### Records to process
»»
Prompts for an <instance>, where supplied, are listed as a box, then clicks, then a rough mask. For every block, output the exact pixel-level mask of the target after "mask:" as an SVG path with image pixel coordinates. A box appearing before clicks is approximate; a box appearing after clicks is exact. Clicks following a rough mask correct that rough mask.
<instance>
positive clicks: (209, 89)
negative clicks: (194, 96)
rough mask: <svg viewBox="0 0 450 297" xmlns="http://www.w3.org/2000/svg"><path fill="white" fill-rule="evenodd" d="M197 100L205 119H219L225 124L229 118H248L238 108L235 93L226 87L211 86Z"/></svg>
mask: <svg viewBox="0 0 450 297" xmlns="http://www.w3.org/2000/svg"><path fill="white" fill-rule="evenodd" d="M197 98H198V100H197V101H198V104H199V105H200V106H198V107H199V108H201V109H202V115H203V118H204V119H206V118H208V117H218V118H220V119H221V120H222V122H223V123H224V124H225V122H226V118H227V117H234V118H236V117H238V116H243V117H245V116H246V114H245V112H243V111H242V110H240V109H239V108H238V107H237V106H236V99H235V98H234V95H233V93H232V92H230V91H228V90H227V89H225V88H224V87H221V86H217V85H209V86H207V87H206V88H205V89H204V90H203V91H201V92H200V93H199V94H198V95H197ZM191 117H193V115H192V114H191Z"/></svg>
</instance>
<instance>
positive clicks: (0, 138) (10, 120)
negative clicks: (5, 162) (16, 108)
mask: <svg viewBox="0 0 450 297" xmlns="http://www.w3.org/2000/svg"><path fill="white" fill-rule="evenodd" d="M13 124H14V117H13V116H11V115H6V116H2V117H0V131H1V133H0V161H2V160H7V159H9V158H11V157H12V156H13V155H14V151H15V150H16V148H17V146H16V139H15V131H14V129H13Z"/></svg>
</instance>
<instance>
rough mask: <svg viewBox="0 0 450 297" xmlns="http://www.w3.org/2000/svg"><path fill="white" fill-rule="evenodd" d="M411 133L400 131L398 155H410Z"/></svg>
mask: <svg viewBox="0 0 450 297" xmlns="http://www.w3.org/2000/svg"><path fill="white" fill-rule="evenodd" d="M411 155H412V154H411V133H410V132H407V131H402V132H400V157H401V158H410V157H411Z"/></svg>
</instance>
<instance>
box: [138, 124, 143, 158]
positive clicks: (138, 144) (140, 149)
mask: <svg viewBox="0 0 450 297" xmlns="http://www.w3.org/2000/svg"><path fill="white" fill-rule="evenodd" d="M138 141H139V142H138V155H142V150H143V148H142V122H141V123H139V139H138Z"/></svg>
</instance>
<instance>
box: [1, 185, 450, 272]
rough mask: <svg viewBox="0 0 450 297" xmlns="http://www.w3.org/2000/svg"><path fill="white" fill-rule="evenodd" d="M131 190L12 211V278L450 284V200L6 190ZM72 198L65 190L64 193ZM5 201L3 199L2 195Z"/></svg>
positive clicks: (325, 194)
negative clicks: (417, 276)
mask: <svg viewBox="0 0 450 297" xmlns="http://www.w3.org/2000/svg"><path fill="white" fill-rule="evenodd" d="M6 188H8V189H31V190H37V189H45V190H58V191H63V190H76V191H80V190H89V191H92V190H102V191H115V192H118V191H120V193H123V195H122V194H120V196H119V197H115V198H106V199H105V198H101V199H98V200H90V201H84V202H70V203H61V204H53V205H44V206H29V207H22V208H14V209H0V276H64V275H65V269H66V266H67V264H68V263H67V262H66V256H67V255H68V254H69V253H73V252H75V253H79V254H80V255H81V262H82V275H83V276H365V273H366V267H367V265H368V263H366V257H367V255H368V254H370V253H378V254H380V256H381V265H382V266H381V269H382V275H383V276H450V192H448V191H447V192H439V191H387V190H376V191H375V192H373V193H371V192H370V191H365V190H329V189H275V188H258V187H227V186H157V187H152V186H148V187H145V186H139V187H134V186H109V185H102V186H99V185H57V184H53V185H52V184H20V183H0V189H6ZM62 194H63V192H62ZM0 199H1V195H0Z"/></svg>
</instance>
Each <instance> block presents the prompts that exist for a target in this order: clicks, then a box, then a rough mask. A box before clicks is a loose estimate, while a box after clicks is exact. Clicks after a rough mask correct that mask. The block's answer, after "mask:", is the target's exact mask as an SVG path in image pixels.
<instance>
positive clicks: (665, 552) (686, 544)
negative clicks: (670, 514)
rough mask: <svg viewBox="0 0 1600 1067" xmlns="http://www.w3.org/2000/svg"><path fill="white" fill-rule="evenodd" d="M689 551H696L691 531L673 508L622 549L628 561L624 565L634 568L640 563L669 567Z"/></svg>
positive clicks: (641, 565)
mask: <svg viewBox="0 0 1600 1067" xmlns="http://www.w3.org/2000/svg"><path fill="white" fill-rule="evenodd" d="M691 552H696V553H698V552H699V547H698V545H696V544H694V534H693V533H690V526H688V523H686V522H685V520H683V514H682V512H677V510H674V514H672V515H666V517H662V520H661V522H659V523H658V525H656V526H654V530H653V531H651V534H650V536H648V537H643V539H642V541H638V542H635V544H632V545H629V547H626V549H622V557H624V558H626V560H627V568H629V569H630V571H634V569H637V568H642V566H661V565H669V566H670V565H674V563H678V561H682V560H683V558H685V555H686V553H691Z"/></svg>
««
### Task goal
Every line containing the string "that" should be pulled from the listing and copied.

### Written response
Prompts for an <instance>, where supplied, are listed as a box, then clicks, then a rough mask. For every block, output the exact pixel-level mask of the target after "mask:" as an SVG path with image pixel coordinates. A box appearing before clicks is approximate; a box appearing after clicks is exact. Clicks following a rough mask correct that rough mask.
Each <instance> block presents the prompts that exist for a target in this order: clicks, then a box, then a rough mask. A box before clicks is a loose estimate, while a box after clicks is exact. Clicks after a rough mask correct that mask. The block's answer, after "mask:", is the target's exact mask as an SVG path in image pixels.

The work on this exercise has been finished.